◆ **Work item A**:
Answer these questions about the report on the Santana petition:
(i) How many people signed the petition?
(ii) According to the Middle East Children's Alliance, what did workers at the foundation do when the organizers arrived?
(iii) Which group live-streamed the attempted delivery?
◆ **Work item B**:
Extract, word for word, everything in the report on the Santana petition from "On Tuesday, a" down to "his Milagro Foundation.".
Selected extract Start Marker
Supporters of Palestinian human rights are outraged that Santana is now preparing to cross the international picket line.
On Tuesday, a group of Bay Area-based Palestine solidarity organizers, some with children, attempted to deliver a petition, signed by 25,000 people demanding the musician cancel his 30 July gig, to the San Rafael offices of Santana’s management and his Milagro Foundation.
However workers at the foundation, which supports community organizations serving marginalized children and youth, “refused to open the door … and closed the blinds,” according to the Middle East Children’s Alliance (MECA).
Jewish Voice for Peace live-streamed the attempted petition delivery.
“We’re here as parents, as activists, as individuals who care about Palestinian children and their rights. And we’re calling on Santana to do the same,” says an activist in the video.
“He has a foundation set up to serve children who are marginalized, and Palestinian children need his support too.”
Selected extract End Marker
Record extracts Start Marker
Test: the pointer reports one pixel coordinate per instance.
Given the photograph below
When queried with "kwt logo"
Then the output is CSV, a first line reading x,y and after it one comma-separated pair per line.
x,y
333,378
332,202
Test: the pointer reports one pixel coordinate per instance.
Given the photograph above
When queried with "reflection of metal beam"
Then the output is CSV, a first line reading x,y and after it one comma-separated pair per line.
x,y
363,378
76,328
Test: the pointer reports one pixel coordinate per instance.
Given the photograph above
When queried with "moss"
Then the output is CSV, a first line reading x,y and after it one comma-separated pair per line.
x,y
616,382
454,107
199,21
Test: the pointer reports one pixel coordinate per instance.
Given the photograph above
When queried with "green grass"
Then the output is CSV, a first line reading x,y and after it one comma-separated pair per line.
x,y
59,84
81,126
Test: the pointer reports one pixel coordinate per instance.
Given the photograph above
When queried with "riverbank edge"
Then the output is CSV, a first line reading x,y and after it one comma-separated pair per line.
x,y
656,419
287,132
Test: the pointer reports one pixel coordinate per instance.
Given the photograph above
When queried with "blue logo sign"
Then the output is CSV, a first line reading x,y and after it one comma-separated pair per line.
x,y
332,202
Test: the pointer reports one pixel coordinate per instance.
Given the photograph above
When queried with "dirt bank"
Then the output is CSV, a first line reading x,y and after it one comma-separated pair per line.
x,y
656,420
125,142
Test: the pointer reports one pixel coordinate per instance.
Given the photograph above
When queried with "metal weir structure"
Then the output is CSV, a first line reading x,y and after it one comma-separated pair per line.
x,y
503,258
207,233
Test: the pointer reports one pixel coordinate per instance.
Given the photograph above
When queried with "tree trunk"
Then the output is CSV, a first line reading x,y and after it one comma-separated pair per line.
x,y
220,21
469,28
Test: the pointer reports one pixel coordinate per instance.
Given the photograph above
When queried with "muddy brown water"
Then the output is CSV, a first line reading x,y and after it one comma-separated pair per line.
Record extracts End Marker
◆ **Your solution A**:
(i) 25,000 people.
(ii) They refused to open the door and closed the blinds.
(iii) Jewish Voice for Peace.

◆ **Your solution B**:
On Tuesday, a group of Bay Area-based Palestine solidarity organizers, some with children, attempted to deliver a petition, signed by 25,000 people demanding the musician cancel his 30 July gig, to the San Rafael offices of Santana’s management and his Milagro Foundation.